_Consigne_
Répondez aux questions suivantes d'après l'extrait sur le nouveau règlement bio, ci-dessous :
(a) Quelle est la durée de l'expérience temporaire prévue pour les « variétés biologiques adaptées à la production biologique » ?
(b) Depuis quand les variétés de pays ont-elles disparu des marchés horticoles ?
(c) Quelle direction générale de la Commission a défendu les semenciers ?

_Extrait_
»»
Pour tout savoir sur le nouveau règlement de l'agriculture biologique, lire l'article : Le nouveau règlement de l'agriculture biologique libère les semences

Quel est le principal changement légal concernant les semences ?

Le nouveau règlement européen sur l'agriculture biologique introduit et définit deux nouvelles catégories de variétés accessibles à la production biologique. Il s'agit d'une part du " matériel biologique hétérogène " qui correspond aux notions mieux connues de " variétés anciennes " ou " variétés paysannes " ou encore " variétés populations ". Une définition leur est donnée, qui n'est pas rigoureusement scientifique mais plutôt juridique. Ce matériel hétérogène biologique sera librement commercialisable après simple déclaration préalable auprès de l'administration compétente. La qualité de ces semences (qualité sanitaire, taux de germination minimal, etc.) sera fixée par un acte délégué de la Commission, imposé aux opérateurs.
Il s'agit également des " variétés biologiques adaptées à la production biologique ", qui sont issues de programmes actuels ou futurs de sélection variétale adaptés aux besoins et contraintes de la production biologique. Il s'agit donc de variétés modernes qui pourront être mises sur le marché, dans un premier temps, dans le cadre d'une expérience temporaire de sept ans visant à évaluer dans quelle mesure les caractéristiques de ces variétés nouvelles doivent conduire la législation générale sur le commerce des semences et le catalogue officiel à évoluer.

Pouvez-vous nous expliquer ce qui va changer pour les producteurs bio ?

On va assister à la réapparition sur les marchés horticoles, notamment, de nos belles et goûteuses variétés de pays, disparues depuis les années 50 à cause de la règlementation sur le commerce des semences.

Il se pourrait également que les agriculteurs se remettent à sélectionner eux-mêmes de nouvelles variétés, redonnant ainsi à l'agriculture un rôle d'enrichissement de la biodiversité. Une certaine maîtrise des semences, de manière générale, sera rendue aux agriculteurs, qui pourront multiplier, utiliser, échanger et vendre leurs propres graines. Jusque-là, les organismes certificateurs bio exigeaient souvent de voir une facture d'achat comme preuve que les semences utilisées étaient bio. Cependant, les semences commercialisables certifiées bio étaient celles inscrites au catalogue officiel, nullement adaptées à l'agriculture biologique. Le nouveau règlement débloque la situation. Cette avancée n'a pas été obtenue facilement. Les semenciers se sont mobilisés contre le projet et la DG Santé de la Commission les a défendus. Toutefois, la DG Agri, face à l'obstination du Parlement, a fini par accepter ces changements positifs.

Ce changement peut-il faire évoluer la législation encadrant les semences conventionnelles ?

C'est un galop d'essai. L'agriculture biologique va jouer comme d'habitude un rôle pionnier. Le nouveau règlement va stimuler la culture de variétés oubliées ainsi que l'activité de sélection variétale. Il va créer un appel d'air. Il bouscule la législation sur le commerce des semences et il va faire bouger les lignes. Il est probable par exemple que l'inscription au catalogue officiel, qui est un vrai barrage pour nombre de variétés, va devoir être adaptée pour les " variétés biologiques ". Les effets du nouveau règlement bio pourraient aussi inciter la Commission Européenne à reprendre un projet de réforme de la législation semences qui a avorté il y a plus de 3 ans.
««
[Entrées répertoriées dans un jeu de données]
»»
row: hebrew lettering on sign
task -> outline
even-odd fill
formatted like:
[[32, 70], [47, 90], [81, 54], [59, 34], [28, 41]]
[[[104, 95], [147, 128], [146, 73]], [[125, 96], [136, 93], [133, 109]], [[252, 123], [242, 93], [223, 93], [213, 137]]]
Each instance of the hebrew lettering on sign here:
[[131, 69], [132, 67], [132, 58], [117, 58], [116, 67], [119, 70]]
««
»»
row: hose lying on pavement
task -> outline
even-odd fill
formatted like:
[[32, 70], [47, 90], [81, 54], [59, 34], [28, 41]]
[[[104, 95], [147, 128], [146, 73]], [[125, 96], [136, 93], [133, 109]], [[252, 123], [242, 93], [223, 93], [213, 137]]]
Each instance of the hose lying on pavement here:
««
_Réponse attendue_
(a) Sept ans.
(b) Depuis les années 50, à cause de la réglementation sur le commerce des semences.
(c) La DG Santé.